> **Énoncé de l'exercice**:
Recopiez mot pour mot le passage des données qui va du tout début jusqu'à la ligne contenant « [[275, 202]] », ces deux bornes comprises.

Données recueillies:
□ □ □ □

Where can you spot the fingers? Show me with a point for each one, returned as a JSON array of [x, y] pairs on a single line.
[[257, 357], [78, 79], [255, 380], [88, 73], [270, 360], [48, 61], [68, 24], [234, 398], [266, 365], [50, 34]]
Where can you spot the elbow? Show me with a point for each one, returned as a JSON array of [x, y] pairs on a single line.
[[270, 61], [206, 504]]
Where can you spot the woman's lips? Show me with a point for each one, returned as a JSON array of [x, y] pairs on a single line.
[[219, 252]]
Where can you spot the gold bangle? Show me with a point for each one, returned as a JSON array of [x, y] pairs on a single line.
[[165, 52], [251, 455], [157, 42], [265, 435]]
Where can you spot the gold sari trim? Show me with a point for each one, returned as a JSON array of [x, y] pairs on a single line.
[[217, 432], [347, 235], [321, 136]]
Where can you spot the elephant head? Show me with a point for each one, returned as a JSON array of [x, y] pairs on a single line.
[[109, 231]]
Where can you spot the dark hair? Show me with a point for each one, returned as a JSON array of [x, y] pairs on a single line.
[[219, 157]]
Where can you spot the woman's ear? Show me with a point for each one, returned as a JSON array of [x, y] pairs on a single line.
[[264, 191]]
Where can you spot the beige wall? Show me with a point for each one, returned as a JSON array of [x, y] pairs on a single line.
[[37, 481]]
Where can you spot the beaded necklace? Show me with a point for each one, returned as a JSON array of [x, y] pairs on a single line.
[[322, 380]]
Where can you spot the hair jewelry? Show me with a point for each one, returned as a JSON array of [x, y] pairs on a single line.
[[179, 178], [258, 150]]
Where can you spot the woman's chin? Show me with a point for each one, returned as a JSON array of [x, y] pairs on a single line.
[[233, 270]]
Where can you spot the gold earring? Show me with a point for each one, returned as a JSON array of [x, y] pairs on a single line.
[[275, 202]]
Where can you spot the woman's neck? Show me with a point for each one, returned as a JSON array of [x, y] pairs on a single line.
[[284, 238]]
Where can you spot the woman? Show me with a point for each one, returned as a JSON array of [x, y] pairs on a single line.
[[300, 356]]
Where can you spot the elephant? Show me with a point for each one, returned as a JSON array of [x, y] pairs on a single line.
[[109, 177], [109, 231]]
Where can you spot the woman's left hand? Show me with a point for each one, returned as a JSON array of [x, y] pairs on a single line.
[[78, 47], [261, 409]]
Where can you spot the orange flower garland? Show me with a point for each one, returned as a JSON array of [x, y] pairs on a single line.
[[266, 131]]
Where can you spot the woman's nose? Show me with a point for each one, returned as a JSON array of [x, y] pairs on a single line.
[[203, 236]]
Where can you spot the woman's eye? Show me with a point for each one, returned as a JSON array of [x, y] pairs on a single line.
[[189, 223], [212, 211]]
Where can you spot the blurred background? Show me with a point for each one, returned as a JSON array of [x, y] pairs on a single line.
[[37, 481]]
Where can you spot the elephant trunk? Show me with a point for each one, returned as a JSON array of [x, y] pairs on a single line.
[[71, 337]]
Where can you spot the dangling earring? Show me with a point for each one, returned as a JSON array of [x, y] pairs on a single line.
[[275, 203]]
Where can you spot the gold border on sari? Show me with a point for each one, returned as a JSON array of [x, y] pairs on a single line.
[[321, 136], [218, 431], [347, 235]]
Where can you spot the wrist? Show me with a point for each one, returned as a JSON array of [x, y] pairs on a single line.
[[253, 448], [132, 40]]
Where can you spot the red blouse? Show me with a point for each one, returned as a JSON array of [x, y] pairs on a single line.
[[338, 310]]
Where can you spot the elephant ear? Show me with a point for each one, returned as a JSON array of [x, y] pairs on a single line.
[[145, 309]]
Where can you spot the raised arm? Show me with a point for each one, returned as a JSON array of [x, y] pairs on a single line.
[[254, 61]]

□ □ □ □

> **Solution complète**:
Where can you spot the fingers? Show me with a point for each one, returned as a JSON array of [x, y] pairs on a single line.
[[257, 357], [78, 79], [255, 380], [88, 73], [270, 360], [48, 61], [68, 24], [234, 398], [266, 365], [50, 34]]
Where can you spot the elbow? Show me with a point for each one, returned as a JSON array of [x, y] pairs on a single line.
[[270, 61], [206, 504]]
Where can you spot the woman's lips? Show me with a point for each one, returned as a JSON array of [x, y] pairs on a single line.
[[219, 252]]
Where can you spot the gold bangle? Show me with a point for each one, returned as a JSON array of [x, y] pairs on a single line.
[[165, 52], [251, 455], [157, 42], [265, 435]]
Where can you spot the gold sari trim? Show me with a point for each one, returned as a JSON array of [x, y] pairs on a single line.
[[217, 432], [347, 235], [321, 136]]
Where can you spot the elephant head? Show me with a point for each one, returned as a JSON array of [x, y] pairs on a single line.
[[109, 231]]
Where can you spot the dark hair? Show me with a point for each one, returned as a JSON array of [x, y] pairs on a single line.
[[219, 157]]
Where can you spot the woman's ear? Show me with a point for each one, returned as a JSON array of [x, y] pairs on a single line.
[[264, 191]]
Where can you spot the beige wall? Show me with a point for each one, returned as a JSON array of [x, y] pairs on a single line.
[[37, 481]]
Where can you spot the beaded necklace? Show me with a point for each one, returned as a JSON array of [x, y] pairs on a single line.
[[322, 380]]
Where can you spot the hair jewelry? Show me with a point for each one, returned as a JSON array of [x, y] pairs on a single line.
[[179, 178], [258, 150]]
Where can you spot the woman's chin? Show me with a point for each one, returned as a JSON array of [x, y] pairs on a single line.
[[233, 270]]
Where can you spot the gold earring? Show me with a point for each one, returned as a JSON array of [x, y] pairs on a single line.
[[275, 202]]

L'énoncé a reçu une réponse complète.